**Prompt:**
Report every line of the records below that contains the word "person", matching case exactly.

**Material shown:**

>>>

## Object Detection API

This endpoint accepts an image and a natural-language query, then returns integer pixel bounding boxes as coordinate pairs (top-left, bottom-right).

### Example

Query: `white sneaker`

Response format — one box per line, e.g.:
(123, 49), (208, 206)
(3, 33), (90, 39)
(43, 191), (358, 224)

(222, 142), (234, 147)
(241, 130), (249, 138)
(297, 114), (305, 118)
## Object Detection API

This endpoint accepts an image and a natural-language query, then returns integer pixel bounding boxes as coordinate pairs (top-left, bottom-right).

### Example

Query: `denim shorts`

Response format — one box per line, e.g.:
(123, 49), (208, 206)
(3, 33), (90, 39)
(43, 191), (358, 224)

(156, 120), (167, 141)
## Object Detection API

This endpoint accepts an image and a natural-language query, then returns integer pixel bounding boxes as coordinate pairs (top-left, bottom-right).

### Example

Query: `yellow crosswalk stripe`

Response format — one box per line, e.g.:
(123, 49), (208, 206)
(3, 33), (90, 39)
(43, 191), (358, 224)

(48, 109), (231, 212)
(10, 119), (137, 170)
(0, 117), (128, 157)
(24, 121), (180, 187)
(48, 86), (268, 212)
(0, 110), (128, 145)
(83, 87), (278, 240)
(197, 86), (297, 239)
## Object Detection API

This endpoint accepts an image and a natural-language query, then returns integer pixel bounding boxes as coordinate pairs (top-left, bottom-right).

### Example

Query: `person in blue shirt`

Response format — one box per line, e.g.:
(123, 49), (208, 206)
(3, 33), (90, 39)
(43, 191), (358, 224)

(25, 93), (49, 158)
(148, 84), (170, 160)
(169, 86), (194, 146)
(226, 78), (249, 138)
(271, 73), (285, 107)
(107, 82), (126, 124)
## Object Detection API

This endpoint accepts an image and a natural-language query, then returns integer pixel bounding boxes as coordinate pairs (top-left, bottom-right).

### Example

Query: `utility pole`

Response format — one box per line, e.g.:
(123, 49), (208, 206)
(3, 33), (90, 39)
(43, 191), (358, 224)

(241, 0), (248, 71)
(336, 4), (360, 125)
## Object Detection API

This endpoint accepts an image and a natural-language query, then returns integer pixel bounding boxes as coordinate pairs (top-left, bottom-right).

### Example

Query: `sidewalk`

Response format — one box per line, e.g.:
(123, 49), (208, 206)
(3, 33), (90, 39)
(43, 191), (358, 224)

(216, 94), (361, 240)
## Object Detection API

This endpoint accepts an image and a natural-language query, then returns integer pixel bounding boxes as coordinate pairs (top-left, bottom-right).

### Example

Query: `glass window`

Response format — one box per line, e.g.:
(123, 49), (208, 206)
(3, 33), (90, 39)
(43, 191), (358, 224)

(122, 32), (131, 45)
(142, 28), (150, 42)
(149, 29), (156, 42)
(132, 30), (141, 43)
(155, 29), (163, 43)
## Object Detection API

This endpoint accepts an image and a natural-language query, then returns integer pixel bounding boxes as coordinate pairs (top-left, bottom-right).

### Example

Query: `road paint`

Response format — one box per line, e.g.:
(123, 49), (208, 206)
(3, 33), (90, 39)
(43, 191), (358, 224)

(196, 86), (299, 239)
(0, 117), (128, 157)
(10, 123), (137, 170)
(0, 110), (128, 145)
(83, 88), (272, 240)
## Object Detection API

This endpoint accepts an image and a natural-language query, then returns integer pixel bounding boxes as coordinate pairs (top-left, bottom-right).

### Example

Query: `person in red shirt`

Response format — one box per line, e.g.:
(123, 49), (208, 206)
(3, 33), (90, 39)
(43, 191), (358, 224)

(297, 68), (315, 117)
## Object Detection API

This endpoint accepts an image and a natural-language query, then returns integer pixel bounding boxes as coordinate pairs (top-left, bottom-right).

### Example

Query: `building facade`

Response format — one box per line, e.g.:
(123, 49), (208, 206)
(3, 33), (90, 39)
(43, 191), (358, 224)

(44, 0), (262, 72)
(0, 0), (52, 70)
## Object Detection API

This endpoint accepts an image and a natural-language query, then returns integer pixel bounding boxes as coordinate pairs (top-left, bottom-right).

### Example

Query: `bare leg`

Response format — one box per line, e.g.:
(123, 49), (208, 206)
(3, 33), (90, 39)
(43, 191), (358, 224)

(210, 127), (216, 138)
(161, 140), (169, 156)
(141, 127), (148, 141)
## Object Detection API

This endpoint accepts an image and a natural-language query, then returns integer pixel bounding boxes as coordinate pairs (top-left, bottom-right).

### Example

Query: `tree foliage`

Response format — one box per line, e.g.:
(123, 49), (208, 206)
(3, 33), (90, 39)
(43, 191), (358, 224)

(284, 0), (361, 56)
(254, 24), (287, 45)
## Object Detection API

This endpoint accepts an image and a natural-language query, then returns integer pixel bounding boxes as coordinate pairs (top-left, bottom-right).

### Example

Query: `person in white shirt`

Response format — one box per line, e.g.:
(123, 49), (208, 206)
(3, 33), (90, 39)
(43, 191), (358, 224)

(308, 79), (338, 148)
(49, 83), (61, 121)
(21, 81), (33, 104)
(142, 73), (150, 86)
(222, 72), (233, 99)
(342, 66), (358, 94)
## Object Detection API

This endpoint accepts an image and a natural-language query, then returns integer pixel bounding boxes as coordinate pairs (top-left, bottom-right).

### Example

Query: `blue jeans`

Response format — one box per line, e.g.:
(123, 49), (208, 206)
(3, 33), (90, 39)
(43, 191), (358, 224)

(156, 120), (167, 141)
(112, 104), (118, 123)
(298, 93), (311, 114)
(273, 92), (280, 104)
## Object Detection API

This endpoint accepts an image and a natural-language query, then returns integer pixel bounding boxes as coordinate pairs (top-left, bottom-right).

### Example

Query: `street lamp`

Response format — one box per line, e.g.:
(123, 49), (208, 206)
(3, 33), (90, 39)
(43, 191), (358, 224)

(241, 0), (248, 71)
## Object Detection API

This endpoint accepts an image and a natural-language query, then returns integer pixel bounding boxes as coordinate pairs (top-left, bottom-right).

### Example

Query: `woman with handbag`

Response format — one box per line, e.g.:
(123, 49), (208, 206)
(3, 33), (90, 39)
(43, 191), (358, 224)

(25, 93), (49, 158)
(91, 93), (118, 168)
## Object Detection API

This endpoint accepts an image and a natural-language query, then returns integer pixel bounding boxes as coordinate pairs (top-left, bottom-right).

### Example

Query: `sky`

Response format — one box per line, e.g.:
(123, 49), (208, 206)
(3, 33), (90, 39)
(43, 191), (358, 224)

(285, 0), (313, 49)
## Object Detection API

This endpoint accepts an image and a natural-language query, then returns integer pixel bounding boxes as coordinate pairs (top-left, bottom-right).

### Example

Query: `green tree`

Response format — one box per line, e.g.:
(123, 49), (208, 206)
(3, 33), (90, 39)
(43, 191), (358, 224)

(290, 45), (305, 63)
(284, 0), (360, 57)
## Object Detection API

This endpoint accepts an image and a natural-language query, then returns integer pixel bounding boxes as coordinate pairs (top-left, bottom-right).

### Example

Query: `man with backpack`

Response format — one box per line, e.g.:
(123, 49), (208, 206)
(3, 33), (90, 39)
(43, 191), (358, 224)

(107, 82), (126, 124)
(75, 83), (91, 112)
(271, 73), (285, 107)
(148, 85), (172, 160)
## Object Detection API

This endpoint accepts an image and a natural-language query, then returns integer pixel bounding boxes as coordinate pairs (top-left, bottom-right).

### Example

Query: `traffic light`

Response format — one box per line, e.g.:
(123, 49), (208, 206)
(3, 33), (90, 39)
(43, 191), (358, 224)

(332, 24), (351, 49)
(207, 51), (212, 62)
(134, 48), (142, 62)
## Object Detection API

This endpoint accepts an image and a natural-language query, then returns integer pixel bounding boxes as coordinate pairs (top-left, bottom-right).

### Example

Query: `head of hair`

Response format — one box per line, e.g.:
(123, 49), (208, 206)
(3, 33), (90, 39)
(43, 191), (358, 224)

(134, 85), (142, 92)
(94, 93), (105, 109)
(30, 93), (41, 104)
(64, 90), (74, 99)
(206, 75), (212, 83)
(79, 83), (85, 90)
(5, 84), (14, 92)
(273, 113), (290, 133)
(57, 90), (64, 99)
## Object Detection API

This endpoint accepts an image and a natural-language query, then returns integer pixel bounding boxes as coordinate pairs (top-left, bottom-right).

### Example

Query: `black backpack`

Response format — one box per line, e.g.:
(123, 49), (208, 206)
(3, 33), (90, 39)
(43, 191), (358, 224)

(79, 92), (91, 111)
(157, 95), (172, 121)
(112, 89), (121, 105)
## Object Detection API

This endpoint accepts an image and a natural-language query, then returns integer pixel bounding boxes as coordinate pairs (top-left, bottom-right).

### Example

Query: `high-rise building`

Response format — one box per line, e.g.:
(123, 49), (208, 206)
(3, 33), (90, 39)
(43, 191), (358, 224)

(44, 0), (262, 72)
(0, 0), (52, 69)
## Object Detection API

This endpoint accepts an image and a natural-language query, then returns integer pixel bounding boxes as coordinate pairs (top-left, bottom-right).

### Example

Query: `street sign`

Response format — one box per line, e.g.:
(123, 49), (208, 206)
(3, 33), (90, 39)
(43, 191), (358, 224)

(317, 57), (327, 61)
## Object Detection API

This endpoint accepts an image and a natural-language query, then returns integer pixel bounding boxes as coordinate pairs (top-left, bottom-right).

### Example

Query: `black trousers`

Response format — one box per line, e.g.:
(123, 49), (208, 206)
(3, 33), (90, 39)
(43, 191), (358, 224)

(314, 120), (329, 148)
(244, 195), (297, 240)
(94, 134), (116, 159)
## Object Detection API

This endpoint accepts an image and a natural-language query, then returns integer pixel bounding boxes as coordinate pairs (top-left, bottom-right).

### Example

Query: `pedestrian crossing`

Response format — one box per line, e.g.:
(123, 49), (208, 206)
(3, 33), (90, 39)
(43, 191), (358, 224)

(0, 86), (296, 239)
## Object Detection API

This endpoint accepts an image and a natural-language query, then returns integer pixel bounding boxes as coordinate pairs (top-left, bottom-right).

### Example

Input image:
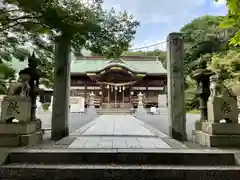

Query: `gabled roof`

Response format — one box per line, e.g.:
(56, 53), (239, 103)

(71, 57), (167, 74)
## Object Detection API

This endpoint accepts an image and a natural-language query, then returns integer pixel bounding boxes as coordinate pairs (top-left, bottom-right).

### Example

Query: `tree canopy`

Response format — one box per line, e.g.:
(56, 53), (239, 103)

(214, 0), (240, 46)
(0, 0), (139, 88)
(181, 16), (240, 110)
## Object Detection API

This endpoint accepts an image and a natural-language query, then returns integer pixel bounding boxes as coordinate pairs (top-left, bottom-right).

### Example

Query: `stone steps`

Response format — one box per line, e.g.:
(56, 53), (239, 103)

(0, 164), (240, 180)
(98, 108), (133, 114)
(0, 149), (240, 180)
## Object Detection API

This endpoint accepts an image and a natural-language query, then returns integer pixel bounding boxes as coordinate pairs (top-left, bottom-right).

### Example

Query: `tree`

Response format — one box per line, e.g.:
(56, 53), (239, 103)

(0, 0), (139, 89)
(210, 50), (240, 87)
(215, 0), (240, 46)
(180, 15), (230, 74)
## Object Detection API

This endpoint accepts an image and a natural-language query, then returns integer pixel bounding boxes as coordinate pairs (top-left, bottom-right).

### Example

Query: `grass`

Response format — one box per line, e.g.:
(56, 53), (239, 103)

(187, 109), (200, 114)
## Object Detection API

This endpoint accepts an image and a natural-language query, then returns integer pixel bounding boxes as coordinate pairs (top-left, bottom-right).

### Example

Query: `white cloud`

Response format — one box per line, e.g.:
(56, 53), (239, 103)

(214, 0), (226, 6)
(104, 0), (204, 24)
(104, 0), (226, 51)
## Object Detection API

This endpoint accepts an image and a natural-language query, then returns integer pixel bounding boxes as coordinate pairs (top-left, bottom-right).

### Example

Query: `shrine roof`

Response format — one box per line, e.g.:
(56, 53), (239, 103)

(71, 56), (167, 75)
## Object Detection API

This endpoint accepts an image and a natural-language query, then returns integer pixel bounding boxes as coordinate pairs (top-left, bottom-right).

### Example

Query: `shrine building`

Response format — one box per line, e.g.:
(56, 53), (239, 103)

(70, 56), (167, 108)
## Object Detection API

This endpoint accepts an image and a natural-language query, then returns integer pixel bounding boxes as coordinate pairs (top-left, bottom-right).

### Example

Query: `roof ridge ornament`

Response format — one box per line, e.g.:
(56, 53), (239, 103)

(108, 58), (125, 64)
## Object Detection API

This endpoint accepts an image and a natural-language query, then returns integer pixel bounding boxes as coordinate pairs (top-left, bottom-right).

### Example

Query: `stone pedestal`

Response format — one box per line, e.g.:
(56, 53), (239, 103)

(0, 96), (43, 147)
(195, 122), (240, 147)
(135, 92), (147, 117)
(1, 96), (31, 122)
(87, 92), (97, 115)
(0, 121), (43, 147)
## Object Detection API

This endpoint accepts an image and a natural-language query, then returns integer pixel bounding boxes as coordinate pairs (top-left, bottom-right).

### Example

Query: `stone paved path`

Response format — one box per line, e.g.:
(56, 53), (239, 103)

<<<

**Response below:**
Query: `person in blue shirt`
Query: `person in red shirt`
Query: `person in white shirt`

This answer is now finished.